**THE REQUEST:** Rewrite every one of the records below, changing "Indicate" to "Mark" wherever it occurs and keeping everything else the same. Leave the pictures out of your answer.

**SOURCE RECORDS:**
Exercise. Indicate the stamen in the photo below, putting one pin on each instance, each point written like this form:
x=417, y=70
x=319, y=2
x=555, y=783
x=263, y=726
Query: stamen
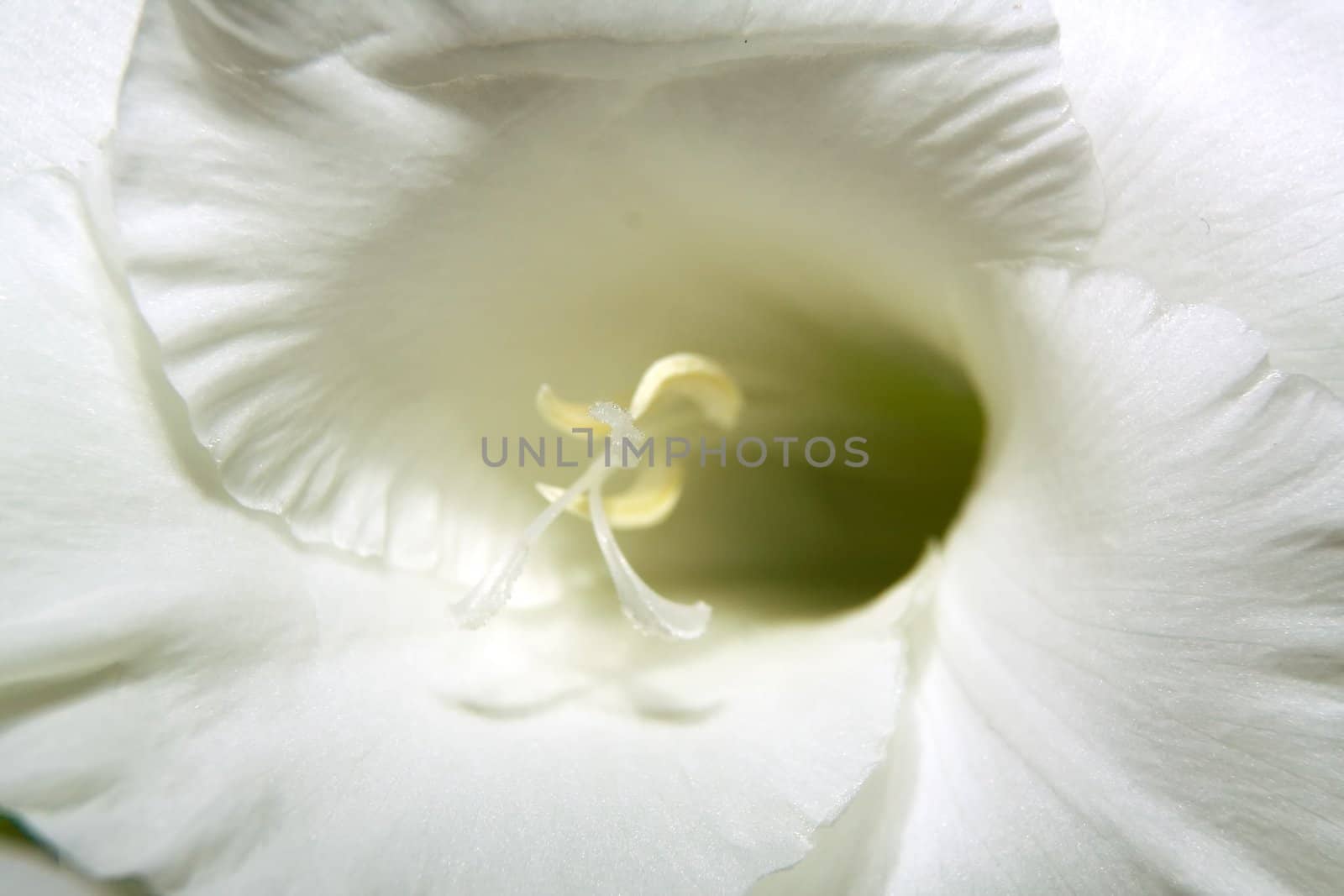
x=648, y=501
x=645, y=607
x=692, y=376
x=564, y=416
x=492, y=593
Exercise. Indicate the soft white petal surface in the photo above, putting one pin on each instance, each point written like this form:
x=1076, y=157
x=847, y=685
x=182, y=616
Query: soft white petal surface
x=190, y=696
x=1128, y=660
x=1218, y=127
x=363, y=241
x=60, y=70
x=24, y=871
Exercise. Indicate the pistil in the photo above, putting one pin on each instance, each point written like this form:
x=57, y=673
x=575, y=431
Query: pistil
x=647, y=503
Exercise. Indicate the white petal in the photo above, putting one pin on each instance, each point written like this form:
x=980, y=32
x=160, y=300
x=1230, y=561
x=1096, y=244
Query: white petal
x=27, y=872
x=188, y=696
x=1218, y=130
x=1129, y=664
x=360, y=262
x=60, y=65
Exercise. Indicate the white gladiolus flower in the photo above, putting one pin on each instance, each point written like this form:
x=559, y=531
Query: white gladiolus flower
x=273, y=621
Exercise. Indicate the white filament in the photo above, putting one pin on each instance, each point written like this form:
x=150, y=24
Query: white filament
x=648, y=610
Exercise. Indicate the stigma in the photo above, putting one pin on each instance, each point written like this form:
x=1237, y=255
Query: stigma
x=649, y=500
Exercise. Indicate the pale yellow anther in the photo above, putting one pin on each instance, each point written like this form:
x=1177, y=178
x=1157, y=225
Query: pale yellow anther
x=566, y=416
x=696, y=378
x=649, y=500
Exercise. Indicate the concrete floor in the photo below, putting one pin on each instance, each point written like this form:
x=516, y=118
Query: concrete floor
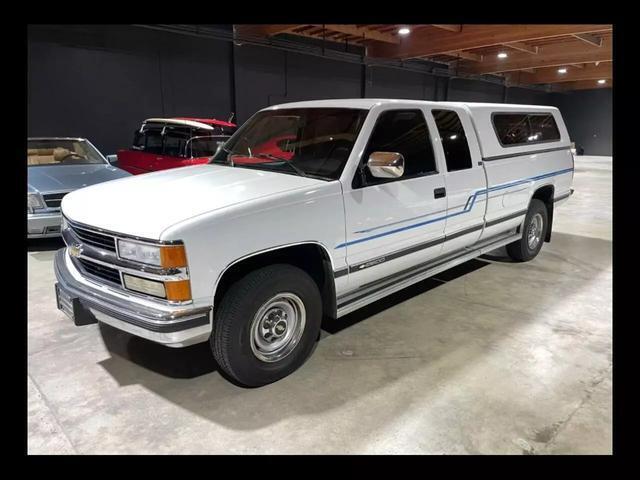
x=490, y=357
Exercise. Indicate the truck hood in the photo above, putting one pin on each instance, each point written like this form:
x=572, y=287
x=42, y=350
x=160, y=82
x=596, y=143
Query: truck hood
x=146, y=205
x=70, y=177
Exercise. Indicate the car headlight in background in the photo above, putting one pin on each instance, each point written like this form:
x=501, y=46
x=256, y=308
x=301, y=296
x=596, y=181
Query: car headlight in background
x=34, y=202
x=165, y=256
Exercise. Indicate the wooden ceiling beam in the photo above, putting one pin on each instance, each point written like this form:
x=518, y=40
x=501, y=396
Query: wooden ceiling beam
x=549, y=56
x=449, y=28
x=551, y=75
x=594, y=40
x=474, y=57
x=364, y=32
x=436, y=41
x=264, y=30
x=522, y=47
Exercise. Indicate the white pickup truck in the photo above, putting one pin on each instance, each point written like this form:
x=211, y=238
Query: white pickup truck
x=310, y=209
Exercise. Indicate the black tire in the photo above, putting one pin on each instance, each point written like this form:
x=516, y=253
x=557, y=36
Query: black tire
x=521, y=250
x=232, y=338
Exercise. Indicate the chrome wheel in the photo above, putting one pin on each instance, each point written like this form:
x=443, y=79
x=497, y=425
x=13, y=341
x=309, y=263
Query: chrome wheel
x=277, y=327
x=534, y=231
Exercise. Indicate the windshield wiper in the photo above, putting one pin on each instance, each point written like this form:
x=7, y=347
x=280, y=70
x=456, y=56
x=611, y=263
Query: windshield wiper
x=298, y=170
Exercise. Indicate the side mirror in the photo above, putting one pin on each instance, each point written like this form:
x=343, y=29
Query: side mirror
x=386, y=164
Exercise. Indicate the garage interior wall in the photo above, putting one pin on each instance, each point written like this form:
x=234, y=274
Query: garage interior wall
x=588, y=115
x=101, y=81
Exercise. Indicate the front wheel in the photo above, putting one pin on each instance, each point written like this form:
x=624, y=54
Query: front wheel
x=534, y=232
x=267, y=325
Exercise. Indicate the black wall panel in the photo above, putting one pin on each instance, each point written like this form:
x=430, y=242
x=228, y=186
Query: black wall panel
x=101, y=82
x=589, y=120
x=394, y=83
x=464, y=90
x=527, y=97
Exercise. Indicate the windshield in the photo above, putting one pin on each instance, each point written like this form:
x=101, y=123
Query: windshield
x=62, y=152
x=177, y=140
x=313, y=142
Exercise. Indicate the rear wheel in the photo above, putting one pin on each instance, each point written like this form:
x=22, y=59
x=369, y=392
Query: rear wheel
x=267, y=324
x=534, y=232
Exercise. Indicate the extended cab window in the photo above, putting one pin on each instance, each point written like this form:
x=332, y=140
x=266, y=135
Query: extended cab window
x=515, y=129
x=404, y=132
x=454, y=140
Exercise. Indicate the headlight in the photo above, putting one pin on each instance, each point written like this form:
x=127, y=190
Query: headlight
x=34, y=202
x=165, y=256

**SOLUTION FOR THIS PROBLEM:**
Exercise. Mark the stamen in the photo below, putting one pin on each instance, each point written like this form:
x=417, y=70
x=319, y=2
x=555, y=783
x=263, y=726
Query: stamen
x=648, y=501
x=645, y=607
x=692, y=376
x=564, y=416
x=492, y=593
Exercise. Mark the soft white petal surface in the photo above, putting one pin on each instance, each point written like this form:
x=1076, y=157
x=847, y=685
x=182, y=616
Query: soft white petal surface
x=190, y=696
x=1128, y=660
x=1218, y=127
x=363, y=241
x=60, y=70
x=24, y=871
Exercise. Mark the pistil in the photo above, putting one pin on each instance, each point written like this form:
x=57, y=673
x=575, y=431
Query: pistil
x=647, y=503
Exercise. Mark the white petal in the photo above, putting one pin on each instance, each point written like this form:
x=980, y=32
x=160, y=300
x=1230, y=561
x=1096, y=244
Query: white petal
x=27, y=872
x=188, y=696
x=1218, y=130
x=1129, y=664
x=360, y=262
x=60, y=65
Exercise. Mark the white gladiolus flower in the photo above, putting one pin on each instance, each point written like this form:
x=559, y=531
Query: white gladiolus flower
x=273, y=621
Exercise. Mark the white filament in the photo above, putting one pin on each instance, each point written like this form:
x=150, y=24
Query: white filament
x=648, y=610
Exercise. Mark the stigma in the photo above, putting one pin on each instance, each point written like this form:
x=1237, y=255
Query: stigma
x=649, y=500
Exercise. Mark the pale yellow anther in the photo above, putting one pin on each instance, each point written like this form:
x=1177, y=178
x=1157, y=225
Query: pale yellow anther
x=566, y=416
x=696, y=378
x=649, y=500
Exercise. Mark the concrete floor in the photo below, putting one pin on each instance, each point written like this form:
x=516, y=118
Query: concrete floor
x=490, y=357
Exercise. Mark the truck hood in the photo above, putting one pin on each instance, each point written like this form:
x=572, y=287
x=42, y=350
x=160, y=82
x=596, y=143
Query: truck hood
x=146, y=205
x=70, y=177
Exercise. Mark the car headlight in background in the photo above, putting one pin on each instance, each point written like this form:
x=501, y=46
x=256, y=308
x=301, y=296
x=596, y=181
Query: car headlight in background
x=34, y=202
x=165, y=256
Exercise. Mark the wooden ceiling beam in the photo above, putting one pin on each instance, each point written like this form:
x=518, y=40
x=501, y=396
Query: wooden ceiling beam
x=549, y=56
x=449, y=28
x=551, y=75
x=594, y=40
x=474, y=57
x=364, y=32
x=436, y=41
x=264, y=30
x=522, y=47
Exercise. Mark the white pickup truck in the photo above, putting one pin on each instance, each point written like this form:
x=211, y=238
Query: white pickup truck
x=310, y=209
Exercise. Mark the black tire in the photo above, putting one pin on each instance, each point written like this form:
x=516, y=253
x=557, y=36
Query: black tire
x=521, y=250
x=232, y=338
Exercise. Mark the chrome wheel in the photo above, putting one pin on each instance, each point written like this form:
x=443, y=79
x=497, y=425
x=13, y=341
x=309, y=263
Query: chrome wheel
x=277, y=327
x=534, y=231
Exercise. Mark the windshield wiper in the photo above, putting one pin on each instance, each point written like this form:
x=7, y=347
x=280, y=70
x=456, y=56
x=611, y=263
Query: windshield wiper
x=298, y=170
Exercise. Mark the side mirror in the photo above, putting one pin on each instance, each point written like this form:
x=343, y=29
Query: side mirror
x=386, y=164
Exercise. Mark the garage interior wall in the photo above, putting one pin on each instance, each point written like this form:
x=234, y=274
Query: garage interior wall
x=588, y=115
x=101, y=81
Exercise. Mark the front wheel in the photo above, putting one pin on each instance, each point written like this form:
x=624, y=54
Query: front wheel
x=534, y=232
x=267, y=325
Exercise. Mark the black wall panel in the photo above, putting one pin on each instance, each point written like this form:
x=430, y=242
x=228, y=186
Query: black wall panel
x=101, y=82
x=589, y=120
x=394, y=83
x=464, y=90
x=527, y=97
Exercise. Mark the windshield in the photo above, putting one pin on each instance, each point written like this form:
x=101, y=123
Query: windshield
x=62, y=152
x=177, y=140
x=313, y=142
Exercise. Mark the rear wheel in the photo above, putting one pin on each instance, each point written like this form:
x=22, y=59
x=369, y=392
Query: rear wheel
x=267, y=324
x=534, y=232
Exercise. Mark the extended cab window in the photo above, putting one pin on each instance, each point written like this form:
x=332, y=140
x=266, y=135
Query: extended cab window
x=515, y=129
x=404, y=132
x=454, y=140
Exercise. Mark the headlight in the photo above, putting one pin on each instance, each point written like this form:
x=127, y=190
Query: headlight
x=34, y=202
x=165, y=256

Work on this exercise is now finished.